→ Records for this exercise
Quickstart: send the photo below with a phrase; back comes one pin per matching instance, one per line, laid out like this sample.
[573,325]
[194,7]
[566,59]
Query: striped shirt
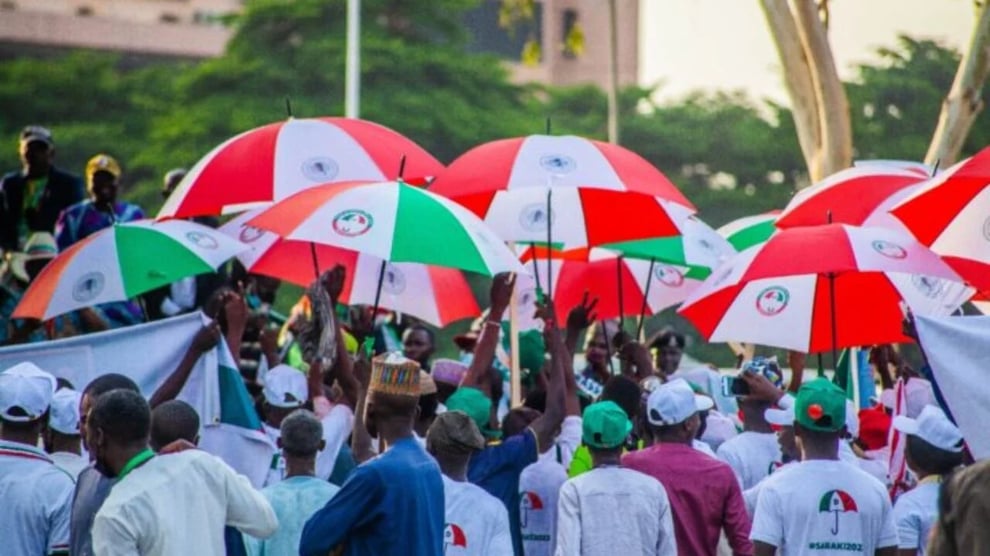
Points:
[37,499]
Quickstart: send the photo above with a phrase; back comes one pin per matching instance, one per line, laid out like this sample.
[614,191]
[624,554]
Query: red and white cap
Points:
[25,392]
[932,426]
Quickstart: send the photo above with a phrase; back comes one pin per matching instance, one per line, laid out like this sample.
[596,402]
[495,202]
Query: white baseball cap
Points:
[28,388]
[64,416]
[286,387]
[933,427]
[674,402]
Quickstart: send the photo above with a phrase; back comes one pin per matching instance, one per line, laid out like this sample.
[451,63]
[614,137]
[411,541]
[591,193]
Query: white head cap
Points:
[286,387]
[674,402]
[26,388]
[64,417]
[933,427]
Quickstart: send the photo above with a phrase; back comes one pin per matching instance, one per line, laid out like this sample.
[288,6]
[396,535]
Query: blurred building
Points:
[193,29]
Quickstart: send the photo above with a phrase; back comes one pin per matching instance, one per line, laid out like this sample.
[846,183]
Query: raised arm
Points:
[484,351]
[545,427]
[206,339]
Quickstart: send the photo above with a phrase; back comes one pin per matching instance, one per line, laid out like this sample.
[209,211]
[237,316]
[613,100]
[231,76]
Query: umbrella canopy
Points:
[951,214]
[541,161]
[848,196]
[698,247]
[603,274]
[272,162]
[433,294]
[785,294]
[123,261]
[748,231]
[392,221]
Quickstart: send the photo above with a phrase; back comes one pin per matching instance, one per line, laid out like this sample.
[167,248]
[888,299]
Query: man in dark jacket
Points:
[32,198]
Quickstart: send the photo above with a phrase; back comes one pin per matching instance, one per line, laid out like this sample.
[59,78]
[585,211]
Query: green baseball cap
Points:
[604,425]
[477,405]
[820,406]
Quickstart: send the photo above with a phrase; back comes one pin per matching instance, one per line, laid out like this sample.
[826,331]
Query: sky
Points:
[725,44]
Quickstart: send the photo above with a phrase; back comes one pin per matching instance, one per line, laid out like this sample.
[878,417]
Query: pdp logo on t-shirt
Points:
[529,502]
[453,536]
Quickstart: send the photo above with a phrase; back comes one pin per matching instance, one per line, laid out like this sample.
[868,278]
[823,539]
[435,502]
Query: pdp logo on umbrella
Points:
[837,502]
[88,286]
[453,536]
[772,301]
[888,249]
[668,276]
[320,169]
[352,223]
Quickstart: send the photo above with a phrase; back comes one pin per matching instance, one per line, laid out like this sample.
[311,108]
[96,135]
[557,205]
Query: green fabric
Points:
[236,407]
[445,242]
[149,259]
[476,405]
[604,425]
[752,235]
[817,400]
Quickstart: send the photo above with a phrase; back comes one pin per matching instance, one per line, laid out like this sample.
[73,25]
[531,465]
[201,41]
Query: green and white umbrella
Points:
[393,221]
[122,262]
[748,231]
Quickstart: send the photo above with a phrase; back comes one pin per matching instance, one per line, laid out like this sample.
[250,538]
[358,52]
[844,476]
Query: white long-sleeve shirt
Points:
[611,510]
[178,505]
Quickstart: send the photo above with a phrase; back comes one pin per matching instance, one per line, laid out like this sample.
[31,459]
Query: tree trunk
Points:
[818,99]
[963,103]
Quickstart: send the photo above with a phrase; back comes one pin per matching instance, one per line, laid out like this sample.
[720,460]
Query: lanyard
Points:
[135,461]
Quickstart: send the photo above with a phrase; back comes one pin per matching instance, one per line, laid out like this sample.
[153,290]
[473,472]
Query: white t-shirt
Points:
[73,464]
[824,507]
[476,523]
[35,501]
[179,504]
[751,455]
[337,425]
[915,512]
[611,510]
[542,481]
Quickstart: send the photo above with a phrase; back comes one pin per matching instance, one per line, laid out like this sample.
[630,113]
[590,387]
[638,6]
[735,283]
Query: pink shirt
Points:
[704,496]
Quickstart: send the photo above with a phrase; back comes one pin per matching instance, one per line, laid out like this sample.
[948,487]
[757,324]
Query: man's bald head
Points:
[171,421]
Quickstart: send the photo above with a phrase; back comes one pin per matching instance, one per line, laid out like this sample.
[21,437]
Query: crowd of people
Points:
[636,451]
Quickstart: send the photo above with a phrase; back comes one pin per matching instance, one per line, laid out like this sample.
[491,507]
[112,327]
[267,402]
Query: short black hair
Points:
[123,415]
[665,336]
[625,393]
[173,420]
[110,381]
[931,459]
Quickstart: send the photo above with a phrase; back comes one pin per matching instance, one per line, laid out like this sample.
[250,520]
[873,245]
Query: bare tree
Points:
[963,103]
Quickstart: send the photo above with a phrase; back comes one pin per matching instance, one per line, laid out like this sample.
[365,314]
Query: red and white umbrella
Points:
[272,162]
[847,197]
[601,193]
[789,291]
[433,294]
[602,274]
[951,214]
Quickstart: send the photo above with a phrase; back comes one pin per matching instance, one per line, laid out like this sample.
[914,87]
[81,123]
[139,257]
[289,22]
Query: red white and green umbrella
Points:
[571,191]
[392,221]
[748,231]
[433,294]
[951,214]
[698,247]
[848,196]
[791,291]
[272,162]
[122,262]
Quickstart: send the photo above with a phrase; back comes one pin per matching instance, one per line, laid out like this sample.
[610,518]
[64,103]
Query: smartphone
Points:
[734,386]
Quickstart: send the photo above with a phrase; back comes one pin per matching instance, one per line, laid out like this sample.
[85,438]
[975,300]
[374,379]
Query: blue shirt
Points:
[294,500]
[390,505]
[497,468]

→ Task to carry out
Write out the listing above again, exactly, but with no pictures in the copy.

→ Reply to the exercise
Quickstart: send the photo below with a phrase; back comes one pin per matching instance, one per line, laid out like this sample.
[573,325]
[194,7]
[566,59]
Query: striped shirt
Points:
[37,499]
Quickstart: send the photo above with a phrase; back comes one pin per matching instance, one per line, laid out like this sample.
[614,191]
[624,554]
Query: red and white cap
Points:
[25,392]
[932,426]
Quickstart: send the photo above with a phrase; back comes one pin per matching instance, one per line, laid out like this sample.
[596,402]
[495,202]
Query: white baseball cap
Points:
[28,388]
[64,416]
[286,387]
[933,427]
[674,402]
Quickstart: send the photo above with a phrase; back comes one pin per matching instance, one per line, laid out like this sample.
[451,63]
[614,137]
[411,541]
[591,193]
Query: white head cap
Points:
[286,387]
[674,402]
[26,388]
[64,417]
[933,427]
Quickstart: send the photo above with a phrase; back comes one pin per matching instance, one per line, laid out like this sample.
[288,6]
[396,535]
Query: blurred building
Points:
[193,29]
Quickstart: send the photo above with a phrase; back comes one pin per matching instance, one per line, laid out like this sample.
[846,183]
Query: raised arm
Points:
[484,351]
[545,427]
[206,339]
Quickstart: send the photo above with a phrase; back comes one pin per matching instance, one per line, laid out like this sample.
[209,211]
[237,316]
[613,100]
[231,76]
Query: umbrella canopy
Points:
[951,214]
[541,161]
[848,196]
[698,247]
[603,274]
[272,162]
[433,294]
[785,294]
[123,261]
[748,231]
[392,221]
Quickstart: send the photo above with a phrase; back comes one pin per matching instance, one per line, laid out like this sample.
[167,248]
[888,299]
Query: man in dark jacket
Points:
[32,198]
Quickstart: send the photo above with a phrase; back comes one pin per matching instance, one per line, laid out like this sample.
[59,78]
[585,211]
Query: green baseball cap
Points:
[604,425]
[477,405]
[820,406]
Quickstart: send the photo above with a phrase; back comes one pin per matching instance, one per line, laid out like this sample.
[826,331]
Query: sky
Points:
[725,44]
Quickstart: send the photo above with a phrase; back comes one pin per matching instance, one per line, laid out like this sample.
[878,417]
Query: pdp logo on t-shirt
Points:
[529,502]
[453,536]
Quickstart: send the photo above with a phrase; back comes one pin per matching instance, one per line, laid out like this sample.
[868,278]
[823,539]
[435,502]
Query: pdp logo on umbrella
Points:
[837,502]
[88,286]
[453,536]
[772,301]
[888,249]
[668,276]
[320,169]
[352,223]
Quickstart: send the photo above with a phrase; back comes one pin per matching instance, one per line, laid out like this sample.
[311,108]
[96,135]
[557,205]
Query: green fabric
Points:
[236,407]
[445,242]
[149,259]
[476,405]
[604,425]
[752,235]
[817,400]
Quickstart: send the photo above with a phrase; back comes one pin per matching instance, one per line, laid out like this sample.
[73,25]
[531,465]
[201,41]
Query: green and white umbrella
Points:
[393,221]
[122,262]
[748,231]
Quickstart: send the photo above with a phrase; back comes one pin per matching instance, one per line, laid out like this sample.
[250,538]
[358,52]
[844,476]
Query: white long-sleeve shirt
Points:
[611,510]
[178,505]
Quickstart: send the photo above with a phrase; back comes one pin per matching instance, one per line, laid out like this sample.
[31,459]
Query: tree trunk
Points:
[818,99]
[963,103]
Quickstart: send the photo above with a phrase; back comes one pin per matching instance, one per line, laid out like this sample.
[720,460]
Query: lanyard
Points:
[135,461]
Quickstart: send the photo above with a phrase; back comes one pin per matching instance, one per line, laid out like this sample.
[153,290]
[473,472]
Query: white t-shirt
Points:
[73,464]
[824,507]
[476,523]
[35,501]
[179,504]
[751,455]
[337,425]
[915,512]
[611,510]
[542,481]
Quickstart: send the photo above with a phrase; back comes one pin per matching instance, one per line, laid out like this sample.
[630,113]
[590,387]
[638,6]
[735,283]
Query: pink shirt
Points:
[704,496]
Quickstart: send the photo above with a phrase; back comes one pin per matching instance, one per line, laid out like this sample.
[948,487]
[757,324]
Query: man's bald head
Points:
[171,421]
Quickstart: send the photo above with a phrase; back comes one pin per matching instance, one per line, laid out like this sample.
[21,437]
Query: crowd of people
Points:
[636,451]
Quickstart: send the photo above with a phrase; back comes one pin per matching instance, one per line, laid out like this sample.
[491,507]
[112,327]
[267,402]
Query: short black hair
Points:
[123,415]
[665,336]
[625,393]
[173,420]
[110,381]
[931,459]
Quickstart: send the photo above with a phrase; back comes one pin per matching instance, one per line, laid out like this sample.
[250,520]
[873,245]
Query: bare tree
Points:
[963,103]
Quickstart: send the photo above with a phrase; back comes one pin per matching instance, one per line, laid out like this sample.
[365,314]
Query: red and white umbrella
Points:
[272,162]
[847,197]
[601,193]
[789,291]
[433,294]
[602,274]
[951,214]
Quickstart: send the photo above with a phrase; back comes one pin per matching instance, one per line, laid out like this sample.
[914,87]
[81,123]
[139,257]
[289,22]
Query: red white and green umbrella
Points:
[571,191]
[392,221]
[748,231]
[433,294]
[951,214]
[698,247]
[848,196]
[791,291]
[272,162]
[122,262]
Quickstart: send the photo above with a phrase; back comes one pin per matching instance, one per line, laid out like this sample.
[610,518]
[64,103]
Query: smartphone
Points:
[734,386]
Quickstart: send the photo above with a phrase; back comes one pin per matching instance, one per line, laid out like this sample.
[85,438]
[975,300]
[374,379]
Query: blue shirt
Points:
[294,500]
[390,505]
[497,468]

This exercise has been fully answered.